##### Records for the task #####

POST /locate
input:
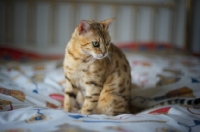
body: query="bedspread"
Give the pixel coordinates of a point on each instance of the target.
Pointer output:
(31, 97)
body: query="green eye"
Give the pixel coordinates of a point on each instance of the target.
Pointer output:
(95, 44)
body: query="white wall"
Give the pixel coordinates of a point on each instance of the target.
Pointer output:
(66, 18)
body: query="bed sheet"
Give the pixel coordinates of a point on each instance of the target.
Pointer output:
(31, 97)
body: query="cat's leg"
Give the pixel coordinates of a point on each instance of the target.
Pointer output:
(70, 96)
(93, 89)
(114, 98)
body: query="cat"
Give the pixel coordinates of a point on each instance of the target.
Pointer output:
(97, 72)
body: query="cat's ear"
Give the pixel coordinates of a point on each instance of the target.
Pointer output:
(107, 22)
(83, 27)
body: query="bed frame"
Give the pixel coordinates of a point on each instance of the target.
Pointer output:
(47, 24)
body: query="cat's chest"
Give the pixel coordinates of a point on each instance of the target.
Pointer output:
(79, 73)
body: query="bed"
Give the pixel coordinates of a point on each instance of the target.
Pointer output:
(165, 94)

#####

To do - Search the data for "body". Copy each line that has it.

Solution to this task -
body: query="bedspread"
body: query="green eye"
body: query="white wall"
body: query="bed sheet"
body: query="cat's leg"
body: query="cat"
body: query="cat's ear"
body: query="bed frame"
body: query="cat's chest"
body: query="bed"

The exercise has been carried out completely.